## Text passage
◇ ◇ ◇

The appellant, who under strict court orders is to remain anonymous and be addressed as “T”, was a 15-year-old child subject to a care order. The local authority, CBC, wanted to place T in secure accommodation under their care. However as there were no available places in registered secure children’s care homes, CBC applied to the High Court for orders, under its inherent jurisdiction, to authorise child T’s placement in non-statutory accommodation, essentially accommodation outside of the existing government built, paid for through tax, and recognised by law, infrastructure. T had consented to the restrictions on her liberty in the placements sought and submitted that the further court orders restricting her liberty were unnecessary, as they has already willingly consented to restrictions of their liberty in accordance to what was necessary for the placements
The High Court did not deem T’s consent to be valid, and duly made the orders sought by CBC. T seeks to challenge those orders. She does not object to the placements or the restrictions on her liberty, but wishes to be recognised as capable of consenting in law.
As a result the main issues this case aimed to effectively resolve were, stated exactly from the Supreme Court;
It is important to note that the case, at the time of this judgement (July 2021), no longer was of specific importance to T’s living conditions. By 2020, T had become 18 and begun to live independently. As such, the relevance of this case lies more in its application to similar cases in the future as a thorough examination of the High Court’s legal authority, rather than as a direct solution to any single case.
The first submission presented to the Supreme Court was T’s argument that the High Court had violated section 100(2)(d) of the Children Act 1989, which prohibits the court from transferring the ability to make decisions of parental responsibility to a local authority. T claimed that the local Welsh authority had lacked the ability to perform a detainment order prior to requesting leave from the High Court, and that as such it had conferred a power of parental responsibility and violated the clause.
The second argument advanced by T was the claim that the High Court’s decision had cut across the statutory scheme outlined in the Children Act 1989, by authorising the use of non-statutory care accommodation . This was built on the claim that neither of her provided accommodations were approved by the Secretary of State as valid secure accommodation, despite being used for that purpose. This would be in violation of the Children (Secure Accommodation) Regulations 1991. Furthermore, it was emphasised that the first accommodation was not even registered as a children’s home, and that the individual running that accommodation was therefore guilty of an offence.
T’s third argument invoked article 5(1)(d) of the European Convention on Human Rights (ECHR). This article prohibits the deprivation of one’s liberty, save for the “detention of a minor by lawful order for the purpose of educational supervision”. In addition, this must be “in accordance with a procedure prescribed by law”. T argued that the unregulated nature of her accommodations offered no guarantee of educational supervision, and that the process had not been prescribed by law.
The fourth argument was that of consent and has already been touched upon, albeit briefly, in the introduction. To reiterate, T’s central claim was that court involvement to restrict her liberty was unnecessary, as she had consented to both accommodations. Mostyn J, who had issued the orders restricting her liberty, had claimed her consent lacked the “authentic and enduring” quality for a valid legal basis. T wanted this claim reviewed for its validity, alongside the consent consideration as a whole.

◇ ◇ ◇

## Exercise inputs

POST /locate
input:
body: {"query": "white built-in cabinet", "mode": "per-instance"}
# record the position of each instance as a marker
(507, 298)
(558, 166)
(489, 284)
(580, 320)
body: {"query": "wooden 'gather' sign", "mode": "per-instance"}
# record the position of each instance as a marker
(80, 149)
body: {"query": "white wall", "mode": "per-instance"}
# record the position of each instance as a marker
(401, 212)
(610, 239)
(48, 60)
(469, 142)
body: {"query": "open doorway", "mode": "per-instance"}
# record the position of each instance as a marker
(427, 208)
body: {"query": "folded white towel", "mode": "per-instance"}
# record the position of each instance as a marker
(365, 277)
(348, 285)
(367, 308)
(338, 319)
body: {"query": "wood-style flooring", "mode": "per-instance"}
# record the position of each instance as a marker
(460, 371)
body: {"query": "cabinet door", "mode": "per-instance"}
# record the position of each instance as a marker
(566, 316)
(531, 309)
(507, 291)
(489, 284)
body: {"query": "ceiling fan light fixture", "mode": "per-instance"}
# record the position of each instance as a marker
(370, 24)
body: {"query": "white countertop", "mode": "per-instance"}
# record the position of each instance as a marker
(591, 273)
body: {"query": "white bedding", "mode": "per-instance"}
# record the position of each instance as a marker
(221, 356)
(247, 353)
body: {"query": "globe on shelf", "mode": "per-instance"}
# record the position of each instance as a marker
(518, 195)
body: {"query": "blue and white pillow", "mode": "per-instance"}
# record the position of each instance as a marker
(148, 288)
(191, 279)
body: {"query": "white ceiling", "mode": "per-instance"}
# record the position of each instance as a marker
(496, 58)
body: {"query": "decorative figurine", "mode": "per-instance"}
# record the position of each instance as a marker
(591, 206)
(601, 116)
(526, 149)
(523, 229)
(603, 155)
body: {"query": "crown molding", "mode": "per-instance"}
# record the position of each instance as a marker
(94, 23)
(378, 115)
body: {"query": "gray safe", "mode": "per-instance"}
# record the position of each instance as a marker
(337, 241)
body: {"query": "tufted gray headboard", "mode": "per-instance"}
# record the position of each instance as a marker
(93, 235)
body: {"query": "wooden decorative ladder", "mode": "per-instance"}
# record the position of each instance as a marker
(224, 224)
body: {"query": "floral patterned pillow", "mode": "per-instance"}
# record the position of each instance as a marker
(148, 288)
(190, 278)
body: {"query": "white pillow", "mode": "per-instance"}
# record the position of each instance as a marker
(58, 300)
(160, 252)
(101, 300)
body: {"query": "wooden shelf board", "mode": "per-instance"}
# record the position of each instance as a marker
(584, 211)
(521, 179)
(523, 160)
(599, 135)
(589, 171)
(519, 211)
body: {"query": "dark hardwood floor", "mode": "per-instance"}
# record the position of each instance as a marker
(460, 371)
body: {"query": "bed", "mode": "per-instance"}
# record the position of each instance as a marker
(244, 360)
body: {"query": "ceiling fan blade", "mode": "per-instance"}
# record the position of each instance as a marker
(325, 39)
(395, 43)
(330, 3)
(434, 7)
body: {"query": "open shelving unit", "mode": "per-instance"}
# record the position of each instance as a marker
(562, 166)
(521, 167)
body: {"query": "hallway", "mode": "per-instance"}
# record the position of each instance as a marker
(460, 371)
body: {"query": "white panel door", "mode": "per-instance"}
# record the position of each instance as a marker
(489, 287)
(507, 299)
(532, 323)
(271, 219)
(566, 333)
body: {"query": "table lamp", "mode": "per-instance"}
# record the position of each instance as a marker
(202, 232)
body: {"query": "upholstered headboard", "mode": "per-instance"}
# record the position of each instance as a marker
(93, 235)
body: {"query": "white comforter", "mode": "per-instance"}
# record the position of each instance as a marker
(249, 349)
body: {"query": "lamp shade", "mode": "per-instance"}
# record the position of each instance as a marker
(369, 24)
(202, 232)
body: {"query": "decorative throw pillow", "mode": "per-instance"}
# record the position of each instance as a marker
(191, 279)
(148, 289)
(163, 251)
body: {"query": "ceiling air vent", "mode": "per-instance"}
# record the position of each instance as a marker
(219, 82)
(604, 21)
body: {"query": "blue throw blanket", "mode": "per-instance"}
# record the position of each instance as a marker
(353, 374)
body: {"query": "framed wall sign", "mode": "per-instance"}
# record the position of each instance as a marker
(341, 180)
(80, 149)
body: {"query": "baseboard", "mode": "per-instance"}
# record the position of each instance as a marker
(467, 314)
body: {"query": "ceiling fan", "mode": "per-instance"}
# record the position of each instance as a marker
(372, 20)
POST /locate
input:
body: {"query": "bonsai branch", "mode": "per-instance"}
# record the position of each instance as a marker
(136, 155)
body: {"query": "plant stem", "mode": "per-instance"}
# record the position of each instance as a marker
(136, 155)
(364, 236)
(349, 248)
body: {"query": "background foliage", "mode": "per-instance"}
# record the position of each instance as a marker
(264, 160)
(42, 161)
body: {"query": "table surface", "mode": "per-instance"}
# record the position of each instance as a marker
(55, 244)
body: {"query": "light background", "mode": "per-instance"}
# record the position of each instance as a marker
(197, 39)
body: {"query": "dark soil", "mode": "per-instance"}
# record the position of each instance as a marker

◇ ◇ ◇

## Goals
1) Using the case summary, explain in one to three sentences why the judgment mattered more for future cases than for T's own situation.
2) Count the lines of the records that contain the string "table", treating case as significant, and reply with the number alone.

## Exercise results
1) By the time of the July 2021 judgment, T had turned 18 (in 2020) and was living independently, so the case no longer affected her living conditions. Its relevance therefore lies in how it applies to similar future cases, as a thorough examination of the High Court's legal authority, rather than as a direct solution to any single case.

2) 2